Entries:
===============
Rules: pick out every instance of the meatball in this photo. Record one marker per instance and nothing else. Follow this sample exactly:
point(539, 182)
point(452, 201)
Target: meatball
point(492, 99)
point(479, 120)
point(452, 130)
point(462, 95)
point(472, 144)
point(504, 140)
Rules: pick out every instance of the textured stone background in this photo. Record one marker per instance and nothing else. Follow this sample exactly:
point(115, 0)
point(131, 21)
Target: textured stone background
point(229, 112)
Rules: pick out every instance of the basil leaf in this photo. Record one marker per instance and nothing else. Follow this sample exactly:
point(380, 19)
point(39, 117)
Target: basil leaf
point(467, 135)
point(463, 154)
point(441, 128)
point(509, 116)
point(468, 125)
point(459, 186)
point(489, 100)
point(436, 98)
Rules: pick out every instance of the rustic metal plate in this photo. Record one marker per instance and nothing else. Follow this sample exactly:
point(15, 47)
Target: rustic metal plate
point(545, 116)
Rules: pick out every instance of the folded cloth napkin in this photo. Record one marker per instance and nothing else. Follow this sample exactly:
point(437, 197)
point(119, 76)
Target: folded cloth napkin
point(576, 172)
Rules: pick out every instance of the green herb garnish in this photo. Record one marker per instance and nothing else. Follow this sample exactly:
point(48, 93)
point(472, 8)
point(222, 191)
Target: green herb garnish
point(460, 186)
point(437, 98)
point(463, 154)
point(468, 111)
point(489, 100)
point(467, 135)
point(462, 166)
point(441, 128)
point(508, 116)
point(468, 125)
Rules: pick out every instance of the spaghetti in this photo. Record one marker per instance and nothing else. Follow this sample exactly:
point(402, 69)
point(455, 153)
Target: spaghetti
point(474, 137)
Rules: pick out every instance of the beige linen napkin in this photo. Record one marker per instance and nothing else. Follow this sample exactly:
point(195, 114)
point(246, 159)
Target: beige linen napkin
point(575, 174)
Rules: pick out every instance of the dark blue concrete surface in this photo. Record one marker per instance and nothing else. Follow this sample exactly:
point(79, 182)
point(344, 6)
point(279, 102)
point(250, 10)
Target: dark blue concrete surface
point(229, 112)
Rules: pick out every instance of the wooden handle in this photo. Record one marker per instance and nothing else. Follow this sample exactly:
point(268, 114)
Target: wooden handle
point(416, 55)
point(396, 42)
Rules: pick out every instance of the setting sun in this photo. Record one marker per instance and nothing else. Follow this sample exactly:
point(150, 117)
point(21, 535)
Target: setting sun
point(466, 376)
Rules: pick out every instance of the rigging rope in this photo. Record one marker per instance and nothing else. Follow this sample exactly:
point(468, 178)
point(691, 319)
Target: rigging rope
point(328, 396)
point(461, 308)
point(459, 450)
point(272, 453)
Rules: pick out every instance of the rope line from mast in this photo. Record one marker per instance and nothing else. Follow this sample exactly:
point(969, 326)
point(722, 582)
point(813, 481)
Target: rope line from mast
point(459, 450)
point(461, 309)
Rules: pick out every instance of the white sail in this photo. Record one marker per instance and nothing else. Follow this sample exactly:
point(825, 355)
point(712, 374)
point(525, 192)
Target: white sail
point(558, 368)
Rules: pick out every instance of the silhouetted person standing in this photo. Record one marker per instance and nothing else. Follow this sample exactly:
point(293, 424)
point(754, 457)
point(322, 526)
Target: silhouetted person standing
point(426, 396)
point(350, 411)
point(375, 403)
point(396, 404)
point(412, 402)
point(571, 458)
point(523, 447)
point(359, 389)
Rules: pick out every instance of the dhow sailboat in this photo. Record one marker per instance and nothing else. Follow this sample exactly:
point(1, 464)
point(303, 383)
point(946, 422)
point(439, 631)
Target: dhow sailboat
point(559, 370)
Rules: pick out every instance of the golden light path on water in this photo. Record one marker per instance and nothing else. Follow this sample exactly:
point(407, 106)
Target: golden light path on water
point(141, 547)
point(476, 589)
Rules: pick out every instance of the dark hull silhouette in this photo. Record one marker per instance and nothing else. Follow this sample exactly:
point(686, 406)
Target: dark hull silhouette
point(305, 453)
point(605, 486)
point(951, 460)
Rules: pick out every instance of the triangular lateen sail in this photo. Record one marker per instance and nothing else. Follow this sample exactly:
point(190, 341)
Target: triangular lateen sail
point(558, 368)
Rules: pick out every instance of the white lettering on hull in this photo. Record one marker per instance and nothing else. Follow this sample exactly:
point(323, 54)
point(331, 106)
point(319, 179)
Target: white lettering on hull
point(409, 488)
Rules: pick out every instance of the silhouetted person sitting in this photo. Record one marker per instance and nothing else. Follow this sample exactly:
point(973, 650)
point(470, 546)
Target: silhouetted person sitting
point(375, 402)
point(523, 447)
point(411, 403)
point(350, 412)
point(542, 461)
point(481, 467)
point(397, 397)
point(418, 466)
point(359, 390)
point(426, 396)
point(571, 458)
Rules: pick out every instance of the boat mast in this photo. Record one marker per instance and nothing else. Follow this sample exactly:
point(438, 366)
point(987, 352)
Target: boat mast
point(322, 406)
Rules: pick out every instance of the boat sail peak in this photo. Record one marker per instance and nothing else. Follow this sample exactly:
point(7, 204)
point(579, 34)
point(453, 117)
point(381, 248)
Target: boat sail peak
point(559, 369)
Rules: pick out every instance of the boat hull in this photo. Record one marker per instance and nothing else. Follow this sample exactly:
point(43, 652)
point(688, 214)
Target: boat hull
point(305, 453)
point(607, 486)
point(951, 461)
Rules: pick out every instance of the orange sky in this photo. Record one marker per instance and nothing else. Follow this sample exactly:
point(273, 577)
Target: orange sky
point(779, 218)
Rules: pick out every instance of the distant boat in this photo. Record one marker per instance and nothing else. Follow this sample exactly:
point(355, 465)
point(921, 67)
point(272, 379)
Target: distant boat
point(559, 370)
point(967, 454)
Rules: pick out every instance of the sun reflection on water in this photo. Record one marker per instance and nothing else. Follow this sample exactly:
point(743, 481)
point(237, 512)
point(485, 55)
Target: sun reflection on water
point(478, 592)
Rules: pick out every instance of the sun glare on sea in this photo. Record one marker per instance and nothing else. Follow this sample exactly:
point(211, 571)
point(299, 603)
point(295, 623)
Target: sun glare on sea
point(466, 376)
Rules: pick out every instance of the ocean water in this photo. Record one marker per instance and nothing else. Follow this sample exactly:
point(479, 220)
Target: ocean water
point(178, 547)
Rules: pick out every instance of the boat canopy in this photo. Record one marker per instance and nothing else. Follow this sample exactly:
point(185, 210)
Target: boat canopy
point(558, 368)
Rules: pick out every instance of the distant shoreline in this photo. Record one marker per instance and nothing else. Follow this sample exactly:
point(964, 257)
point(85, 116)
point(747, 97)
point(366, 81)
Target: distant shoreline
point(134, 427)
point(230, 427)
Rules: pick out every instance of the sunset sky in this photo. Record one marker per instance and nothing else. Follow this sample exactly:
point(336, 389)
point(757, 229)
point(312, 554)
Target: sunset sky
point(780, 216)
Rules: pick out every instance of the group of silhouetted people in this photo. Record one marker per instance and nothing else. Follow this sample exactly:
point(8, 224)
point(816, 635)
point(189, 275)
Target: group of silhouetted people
===============
Goal: Reproduce the entire listing above line for line, changing nothing.

Task answer:
Rules: pick out every instance of the meatball in this photo. Record one marker per instance and nothing else. Follow this sample exactly:
point(539, 182)
point(452, 201)
Target: meatball
point(492, 99)
point(479, 120)
point(452, 130)
point(462, 95)
point(472, 144)
point(504, 140)
Rules: pick out every instance of the textured stone background in this photo. Record one marker per instance and nothing else. Follow this sample exactly:
point(115, 0)
point(131, 21)
Target: textured stone background
point(229, 112)
Rules: pick out every instance of the basil leaf in this photo. Record one marker per instance and nothing else. Follow this sample exactly:
point(380, 19)
point(39, 117)
Target: basil leaf
point(467, 135)
point(463, 154)
point(441, 128)
point(509, 116)
point(468, 125)
point(459, 186)
point(489, 100)
point(436, 98)
Rules: pick out every instance of the rustic metal plate in this photo. Record one marker per instance and nothing else. Follow this sample exactly:
point(15, 47)
Target: rustic metal plate
point(545, 116)
Rules: pick out every instance of the folded cloth napkin in this photo. Record one marker per instance and nothing else. Follow this sample exactly:
point(437, 197)
point(119, 76)
Target: folded cloth napkin
point(576, 172)
Rules: pick out every instance of the green herb garnish in this photo. Record one marker per instance and nothing else. Follow this sample exactly:
point(48, 93)
point(472, 8)
point(222, 191)
Target: green herb garnish
point(460, 186)
point(437, 98)
point(463, 154)
point(468, 111)
point(489, 100)
point(467, 135)
point(462, 166)
point(441, 128)
point(508, 116)
point(468, 125)
Rules: pick out every instance of the spaghetti in this photo. Record one marker per instance and nothing else. Follow this sample exactly:
point(402, 69)
point(455, 153)
Target: spaghetti
point(474, 137)
Rules: pick out every instance of the beige linen napkin in this photo. Record one marker per instance and nothing else. Follow this sample exactly:
point(195, 114)
point(246, 159)
Target: beige linen napkin
point(575, 174)
Rules: pick out every instance of the dark blue concrete surface in this photo. Record one marker per instance and nothing else. Follow this sample exactly:
point(79, 182)
point(344, 6)
point(279, 102)
point(250, 10)
Target: dark blue concrete surface
point(229, 112)
Rules: pick out every instance of the wooden handle in this photo. Record one marker per instance and nothing else. Follow this sample exactly:
point(268, 114)
Target: wooden handle
point(416, 55)
point(396, 42)
Rules: pick out every instance of the setting sun in this photo. Record one marker per instance and nothing else. Follow this sample exactly:
point(150, 117)
point(21, 535)
Target: setting sun
point(466, 376)
Rules: pick out every instance of the rigging rope in this photo. Record one marker per instance and nothing else. Follow this sample exactly:
point(468, 178)
point(691, 319)
Target: rigging rope
point(328, 396)
point(461, 308)
point(459, 450)
point(272, 453)
Rules: pick out every instance of the rope line from mast in this photo. Record one marker per instance and nothing else. Follow this sample exactly:
point(969, 326)
point(722, 582)
point(813, 481)
Target: rope line from mast
point(459, 450)
point(461, 309)
Rules: pick out every instance of the white sail in this photo. Record one marker per instance and nothing else. Follow this sample exactly:
point(825, 355)
point(712, 374)
point(525, 192)
Target: white sail
point(558, 368)
Rules: pick out every instance of the silhouetted person standing in this photo. Record one marker per instance and nothing else. Follow this sample exactly:
point(293, 424)
point(754, 457)
point(322, 526)
Target: silhouetted person standing
point(426, 396)
point(350, 411)
point(375, 403)
point(396, 404)
point(412, 402)
point(571, 458)
point(523, 447)
point(359, 389)
Rules: pick out every instance of the dhow sailboat in this photo. Record one marker per instance and nothing else. Follow this sample exactly:
point(1, 464)
point(303, 383)
point(946, 422)
point(439, 631)
Target: dhow sailboat
point(559, 370)
Rules: pick out every instance of the golden light path on water in this photo. Record one marker per instance and nothing else. Follow this sample exactly:
point(407, 106)
Target: golden light path on water
point(141, 547)
point(476, 589)
Rules: pick out every instance of the dark hull silhouette in this photo. Record one marker per instance and nothing else. Follow this sample exactly:
point(686, 406)
Target: dark hull silhouette
point(305, 453)
point(605, 486)
point(951, 460)
Rules: pick out every instance of the triangular lateen sail in this photo. Record one marker per instance and nothing else. Follow this sample exactly:
point(190, 341)
Target: triangular lateen sail
point(558, 368)
Rules: pick out every instance of the white lettering on hull in this photo. Record one marker per instance and nothing else. Follow this sample exactly:
point(323, 54)
point(331, 106)
point(319, 179)
Target: white lettering on hull
point(409, 488)
Rules: pick out every instance of the silhouetted person sitting in this photo. Record one marker per instance and nothing else. Follow this sample exactly:
point(973, 650)
point(470, 546)
Target: silhouetted person sitting
point(375, 402)
point(523, 447)
point(411, 403)
point(350, 412)
point(542, 461)
point(481, 467)
point(397, 397)
point(418, 466)
point(359, 390)
point(426, 396)
point(571, 458)
Rules: pick out every instance of the boat mast in this photo. Record one marker per instance and nothing else. Follow this sample exactly:
point(438, 366)
point(987, 352)
Target: boat mast
point(322, 406)
Rules: pick out every instance of the boat sail peak in this photo. Record one marker per instance and nothing else. Follow this sample exactly:
point(7, 204)
point(579, 34)
point(453, 117)
point(381, 248)
Target: boat sail peak
point(559, 369)
Rules: pick out every instance of the boat hull in this photo. Record one marker per instance and nothing else. Follow this sample exactly:
point(43, 652)
point(688, 214)
Target: boat hull
point(305, 453)
point(607, 486)
point(951, 461)
Rules: pick out every instance of the orange sky in this photo. Record one marker per instance and nothing else. Follow this sample exactly:
point(273, 577)
Target: orange sky
point(779, 218)
Rules: pick out every instance of the distant boat in this photo. Record one marker per instance and nothing else. Follow this sample exactly:
point(355, 465)
point(921, 67)
point(272, 379)
Target: distant boat
point(559, 370)
point(967, 454)
Rules: pick out every instance of the sun reflection on water in this photo. Record one marker per instance and nothing else. Follow this sample exactly:
point(743, 481)
point(237, 512)
point(485, 55)
Target: sun reflection on water
point(478, 592)
Rules: pick out every instance of the sun glare on sea in this photo. Record one marker per instance and nothing else. Follow this sample exactly:
point(211, 571)
point(299, 603)
point(295, 623)
Target: sun glare on sea
point(466, 376)
Rules: pick out every instance of the ocean water in this photo. Record one marker per instance and nothing else. Follow this sample exactly:
point(479, 220)
Target: ocean water
point(178, 547)
Rules: pick out every instance of the boat canopy in this photo. Record one marker per instance and nothing else. Follow this sample exactly:
point(185, 210)
Target: boat canopy
point(558, 368)
Rules: pick out every instance of the distant shoreline in this photo. Record one marker per instance and nothing else. Follow this sample exactly:
point(964, 257)
point(85, 116)
point(747, 97)
point(366, 81)
Target: distant shoreline
point(134, 427)
point(230, 427)
Rules: pick out every instance of the sunset sky in this photo. Record one marker per instance and nothing else. Follow this sample exactly:
point(336, 389)
point(757, 229)
point(312, 554)
Target: sunset sky
point(780, 216)
Rules: pick out every instance of the group of silhouetted people in this photo. Record one marker per instance and nothing else. Follow this sample exactly:
point(8, 224)
point(816, 635)
point(189, 275)
Target: group of silhouetted people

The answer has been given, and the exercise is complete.